TASK OBJECTIVE
From the line that contains "<point>527,528</point>" down to the last line of the listing below, reproduce each line exactly but not the pictures.

++++++++++++++++++++

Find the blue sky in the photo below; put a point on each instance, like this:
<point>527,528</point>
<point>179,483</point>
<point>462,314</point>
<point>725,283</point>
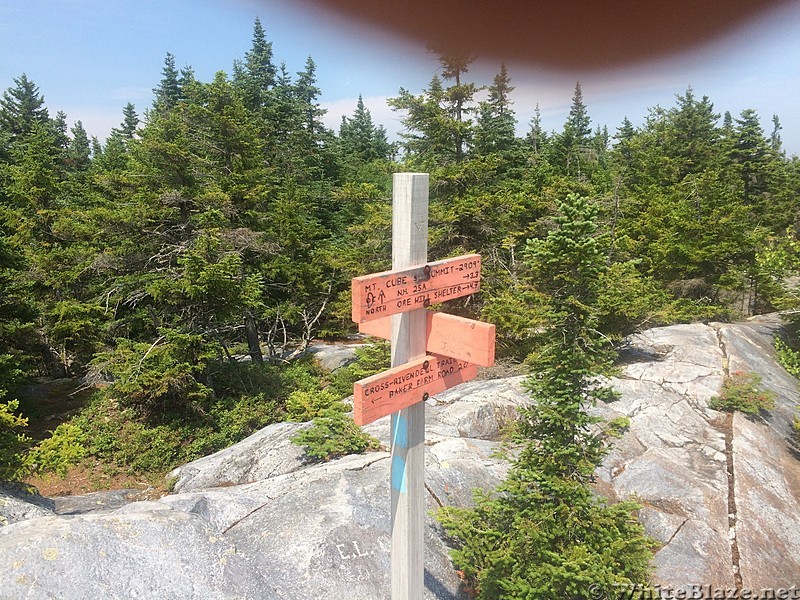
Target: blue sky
<point>90,57</point>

++++++++++++++++++++

RESPONSE AREA
<point>527,528</point>
<point>179,483</point>
<point>462,314</point>
<point>725,283</point>
Target: blue sky
<point>90,57</point>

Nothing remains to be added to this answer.